▸ Task statement
The listing below must be repeated word for word, with its images excluded.

▸ Dataset records
* * *
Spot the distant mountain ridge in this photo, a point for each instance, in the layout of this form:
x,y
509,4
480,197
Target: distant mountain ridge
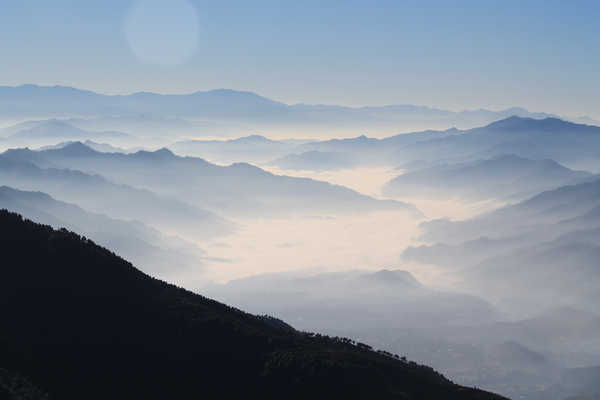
x,y
237,188
80,322
507,177
244,107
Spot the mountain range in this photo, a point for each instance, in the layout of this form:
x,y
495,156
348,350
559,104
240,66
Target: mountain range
x,y
238,189
80,322
146,247
226,106
506,177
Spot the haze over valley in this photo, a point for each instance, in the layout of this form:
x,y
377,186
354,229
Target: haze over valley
x,y
307,201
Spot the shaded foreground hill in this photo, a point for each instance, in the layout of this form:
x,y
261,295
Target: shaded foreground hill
x,y
80,322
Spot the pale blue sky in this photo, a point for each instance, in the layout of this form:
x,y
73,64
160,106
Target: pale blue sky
x,y
543,55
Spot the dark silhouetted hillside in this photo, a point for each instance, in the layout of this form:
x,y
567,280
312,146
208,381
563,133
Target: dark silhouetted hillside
x,y
80,322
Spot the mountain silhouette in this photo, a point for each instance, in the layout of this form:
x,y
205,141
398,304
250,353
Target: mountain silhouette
x,y
505,177
237,189
80,322
225,106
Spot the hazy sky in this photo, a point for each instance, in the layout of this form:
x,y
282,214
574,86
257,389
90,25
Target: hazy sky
x,y
543,55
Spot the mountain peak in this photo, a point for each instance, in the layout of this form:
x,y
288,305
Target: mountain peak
x,y
75,149
526,123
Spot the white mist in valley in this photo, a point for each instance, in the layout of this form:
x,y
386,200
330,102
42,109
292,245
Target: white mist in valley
x,y
325,243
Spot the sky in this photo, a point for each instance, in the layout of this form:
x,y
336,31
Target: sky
x,y
542,55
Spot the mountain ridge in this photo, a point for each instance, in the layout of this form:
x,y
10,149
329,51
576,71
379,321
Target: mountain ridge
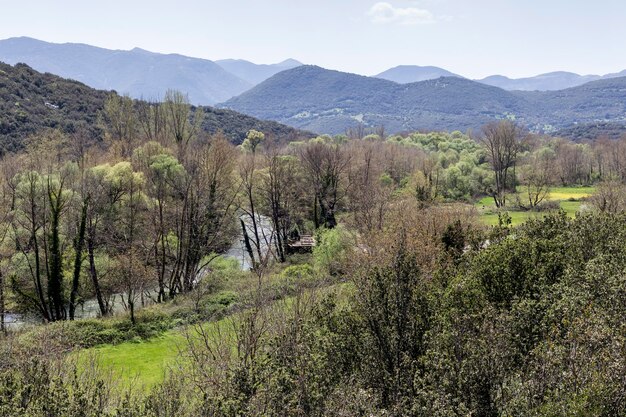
x,y
327,101
137,72
31,101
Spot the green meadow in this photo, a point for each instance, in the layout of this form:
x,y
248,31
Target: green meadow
x,y
570,200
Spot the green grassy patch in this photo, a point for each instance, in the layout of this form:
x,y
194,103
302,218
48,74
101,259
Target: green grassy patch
x,y
145,362
569,199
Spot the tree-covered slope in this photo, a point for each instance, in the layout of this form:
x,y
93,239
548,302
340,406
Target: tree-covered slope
x,y
327,101
140,73
31,101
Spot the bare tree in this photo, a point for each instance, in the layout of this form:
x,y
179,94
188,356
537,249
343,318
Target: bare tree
x,y
325,165
501,141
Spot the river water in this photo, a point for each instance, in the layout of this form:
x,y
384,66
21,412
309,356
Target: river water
x,y
90,308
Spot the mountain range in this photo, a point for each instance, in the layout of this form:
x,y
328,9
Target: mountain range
x,y
552,81
31,102
325,101
140,73
144,74
321,100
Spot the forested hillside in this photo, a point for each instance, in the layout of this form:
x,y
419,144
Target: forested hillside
x,y
31,102
330,102
334,276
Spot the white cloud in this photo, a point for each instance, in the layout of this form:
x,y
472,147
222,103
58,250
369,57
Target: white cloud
x,y
383,13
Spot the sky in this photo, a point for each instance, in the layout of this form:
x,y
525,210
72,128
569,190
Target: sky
x,y
473,38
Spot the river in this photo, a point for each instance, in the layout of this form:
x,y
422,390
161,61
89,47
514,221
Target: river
x,y
90,308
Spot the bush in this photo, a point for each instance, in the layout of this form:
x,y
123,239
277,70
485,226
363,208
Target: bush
x,y
331,250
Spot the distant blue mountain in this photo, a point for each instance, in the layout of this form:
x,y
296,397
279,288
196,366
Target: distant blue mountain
x,y
255,73
405,74
325,101
139,73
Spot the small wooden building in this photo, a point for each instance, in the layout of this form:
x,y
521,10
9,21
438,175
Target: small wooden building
x,y
302,245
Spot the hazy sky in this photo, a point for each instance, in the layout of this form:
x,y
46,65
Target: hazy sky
x,y
474,38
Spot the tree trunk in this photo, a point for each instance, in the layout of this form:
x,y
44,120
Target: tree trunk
x,y
94,277
2,312
55,278
246,241
79,243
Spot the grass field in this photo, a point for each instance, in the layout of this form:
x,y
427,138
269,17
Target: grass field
x,y
569,198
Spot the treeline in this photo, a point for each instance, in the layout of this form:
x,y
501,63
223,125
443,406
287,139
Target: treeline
x,y
429,322
143,215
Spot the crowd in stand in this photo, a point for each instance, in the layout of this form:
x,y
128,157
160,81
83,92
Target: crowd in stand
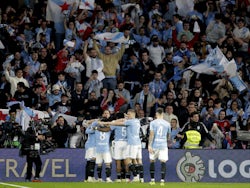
x,y
145,73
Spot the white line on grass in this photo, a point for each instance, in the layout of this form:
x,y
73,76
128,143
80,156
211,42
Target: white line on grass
x,y
13,185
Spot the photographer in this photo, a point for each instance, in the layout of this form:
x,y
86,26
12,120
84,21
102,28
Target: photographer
x,y
31,148
12,131
60,131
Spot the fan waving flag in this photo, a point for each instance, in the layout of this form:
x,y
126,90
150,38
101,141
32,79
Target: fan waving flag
x,y
87,4
117,37
84,29
56,11
215,64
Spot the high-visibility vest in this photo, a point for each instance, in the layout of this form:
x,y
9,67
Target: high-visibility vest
x,y
193,139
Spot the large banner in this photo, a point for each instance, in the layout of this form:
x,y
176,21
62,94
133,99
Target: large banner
x,y
68,165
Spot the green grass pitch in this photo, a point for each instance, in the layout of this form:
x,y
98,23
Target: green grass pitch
x,y
121,185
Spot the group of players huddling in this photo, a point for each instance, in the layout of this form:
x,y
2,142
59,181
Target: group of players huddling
x,y
126,147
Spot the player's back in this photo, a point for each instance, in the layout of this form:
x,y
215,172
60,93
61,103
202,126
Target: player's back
x,y
120,133
133,131
161,129
102,141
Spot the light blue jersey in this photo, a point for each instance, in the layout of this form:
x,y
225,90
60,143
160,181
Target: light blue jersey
x,y
102,141
90,143
120,133
161,129
133,131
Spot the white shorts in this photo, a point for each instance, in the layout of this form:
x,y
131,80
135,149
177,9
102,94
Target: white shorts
x,y
103,157
161,154
90,154
120,150
134,152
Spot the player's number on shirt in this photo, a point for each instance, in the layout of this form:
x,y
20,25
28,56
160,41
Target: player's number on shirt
x,y
102,136
124,132
159,131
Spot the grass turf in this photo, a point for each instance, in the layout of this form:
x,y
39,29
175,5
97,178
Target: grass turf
x,y
122,185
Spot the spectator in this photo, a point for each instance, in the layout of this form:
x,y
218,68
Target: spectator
x,y
112,102
156,51
241,35
74,69
191,138
197,126
15,79
93,62
60,131
63,106
121,92
157,86
93,84
148,66
168,115
222,123
77,99
146,99
218,137
175,143
215,30
23,94
92,106
55,95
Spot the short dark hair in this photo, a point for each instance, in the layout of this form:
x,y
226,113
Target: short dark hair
x,y
94,72
159,110
21,84
194,113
* * *
▸ Written response
Spot the distant mountain ridge in this photo, a point for each instance, in the layout of this form:
x,y
509,4
480,197
Target: distant mountain ridge
x,y
237,188
80,322
507,177
244,107
Spot the mountain range in this photo, a point for each instance, in the layout of this form:
x,y
495,156
348,350
559,104
240,66
Target: mountain range
x,y
238,189
80,322
146,247
226,106
506,177
Spot the haze over valley in this photo, a point for each instance, in the layout of this form:
x,y
377,186
354,229
Target: haze over valley
x,y
307,201
Spot the shaded foreground hill in this photo, a point for each instance, in the layout of this form:
x,y
261,295
Target: shaded foreground hill
x,y
80,322
Spot the pale blue sky in this photo, a point for each instance, in the layout of this form:
x,y
73,64
160,106
Target: pale blue sky
x,y
543,55
Spot the dark silhouetted hillside in this photo, a point for each instance, in the layout of this form:
x,y
567,280
312,146
208,381
563,133
Target: dark silhouetted hillside
x,y
80,322
Spot the mountain silhouette in this photo, a point for each instance, in the layout of this form:
x,y
205,141
398,304
250,353
Target: mountain silhouette
x,y
505,177
237,189
80,322
225,106
Spot the hazy sky in this photo, a point for each instance, in the layout of this form:
x,y
282,214
574,86
257,389
90,25
Target: hazy sky
x,y
543,55
Spot the mountain peak in this photo, a point for each instance, in the layout of this form:
x,y
288,305
Target: mountain peak
x,y
75,149
526,123
Spot the white mist in valley in this photo, a point for each instance, in the layout of this form:
x,y
386,200
330,102
42,109
292,245
Target: white mist in valley
x,y
325,243
Spot the sky in this photo, a point for each instance, in the layout of this form:
x,y
336,31
Target: sky
x,y
542,55
Spot the mountain ridge in this photo, a point for each instance, in the layout of this form:
x,y
10,149
329,51
576,71
379,321
Target: mountain ridge
x,y
327,101
137,72
31,101
Spot the green meadow in this photo, a point for each instance, in the layout of this form:
x,y
248,31
Target: green meadow
x,y
570,200
Spot the green grassy patch in this photo, a point for each instance, in the layout of this form:
x,y
194,103
302,218
48,74
101,259
Target: green grassy patch
x,y
145,362
569,199
Spot the tree-covered slope in this photo, a point for each instance, in the layout of this form:
x,y
93,239
548,302
340,406
Target: tree-covered slope
x,y
327,101
140,73
31,101
Spot the bare tree in this photo, a point for each instance, in the layout of this form:
x,y
179,94
188,356
537,249
343,318
Target: bare tree
x,y
325,165
501,141
Spot the river water in this photo, a point for each instance, in the layout of this form:
x,y
384,66
21,412
309,356
Target: river water
x,y
90,308
Spot the mountain range in this photo, a point for each instance, in the layout of this form:
x,y
328,9
Target: mountain range
x,y
552,81
31,102
325,101
140,73
144,74
321,100
Spot the forested hillside in this photo, a point for each instance, in the layout of this form:
x,y
419,144
Target: forested hillside
x,y
31,102
330,102
334,276
Spot the white cloud in this photo, a point for each instance, in the layout of this form:
x,y
472,147
222,103
58,250
369,57
Target: white cloud
x,y
383,13
Spot the sky in this photo, a point for each instance, in the layout of this form:
x,y
525,210
72,128
569,190
Target: sky
x,y
473,38
Spot the river in this photo, a point for each instance, in the layout of this form:
x,y
422,390
161,61
89,47
514,221
Target: river
x,y
90,308
Spot the bush in this photo, a point for each instance, in the layout of this form:
x,y
123,239
277,70
485,226
363,208
Target: bush
x,y
331,250
Spot the distant blue mountain in this photo, a point for each instance, in the layout of this form:
x,y
296,397
279,288
196,366
Target: distant blue mountain
x,y
255,73
405,74
325,101
139,73
Spot the small wooden building in this photo, a point for each instance, in the layout of this form:
x,y
521,10
9,21
438,175
Target: small wooden building
x,y
302,245
Spot the hazy sky in this photo, a point for each instance, in the layout of this form:
x,y
46,65
Target: hazy sky
x,y
474,38
Spot the tree trunk in this photo, a point for each instance, in the layout of this form:
x,y
44,120
Target: tree trunk
x,y
94,277
2,312
55,278
246,241
79,243
Spot the grass field in this photo, a point for each instance, in the layout of this form:
x,y
427,138
269,17
Target: grass field
x,y
569,198
Spot the treeline in this photo, a point for each instance, in the layout of this form:
x,y
501,63
223,125
443,406
287,139
Target: treeline
x,y
429,322
143,215
Spot the crowd in stand in this photo, a point for each instance, in the layout of this form:
x,y
128,157
160,81
83,92
Target: crowd in stand
x,y
145,73
Spot the white line on grass in this photo, a point for each instance, in the layout of this form:
x,y
73,76
128,143
80,156
211,42
Target: white line on grass
x,y
13,185
Spot the photographer in this photo, a point for each instance, in the layout of this form:
x,y
86,26
12,120
84,21
102,28
Target: photographer
x,y
31,148
12,131
60,131
Spot the fan waving flag in this photo, a point for each instance, in the layout of this form:
x,y
126,90
150,38
101,141
32,79
Target: fan waving flag
x,y
87,4
117,37
84,29
56,11
215,64
Spot the high-visibility vest in this photo, a point for each instance, in the layout of this form:
x,y
9,67
Target: high-visibility vest
x,y
193,139
Spot the large banner in this photo, a point for each instance, in the layout of this form:
x,y
176,21
62,94
133,99
Target: large banner
x,y
68,165
Spot the green grass pitch in this photo, a point for each instance, in the layout of this form:
x,y
98,23
Target: green grass pitch
x,y
121,185
Spot the group of players huddling in this photo, a point for each instance, in the layout of this form:
x,y
2,142
59,181
Target: group of players huddling
x,y
126,147
Spot the player's back in this photo, a point for each instance, in the layout of this form:
x,y
215,172
60,93
61,103
202,126
Target: player's back
x,y
120,133
133,131
161,129
102,141
Spot the light blue jersey in this photo, a point for each instance, in the layout of this form:
x,y
225,90
60,143
160,181
Target: light blue jersey
x,y
102,141
90,143
120,133
161,129
133,131
Spot the white shorts in this photo, a point for each instance, in the layout of this form:
x,y
131,80
135,149
177,9
102,94
Target: white shorts
x,y
103,157
161,154
90,154
120,150
134,152
Spot the player's number on shirt in this photo, a point for each instance, in the layout of this form:
x,y
20,25
28,56
160,41
Target: player's number on shirt
x,y
102,136
124,132
159,131
Spot the grass turf in this photo, a point for each instance, in the layout of this form:
x,y
39,29
175,5
97,178
Target: grass turf
x,y
122,185
Spot the spectator in this photo, a point for each instance, in the layout of this form:
x,y
218,68
Target: spectator
x,y
112,102
156,51
241,35
74,69
191,138
197,126
15,79
93,62
60,131
63,106
121,92
157,86
93,84
148,66
168,115
222,123
77,99
146,99
218,137
175,143
215,30
23,94
92,106
55,95
Spot the short dark hair in this photo, a point for each instance, in the layout of this form:
x,y
226,113
Target: short dark hair
x,y
94,72
159,110
21,84
194,113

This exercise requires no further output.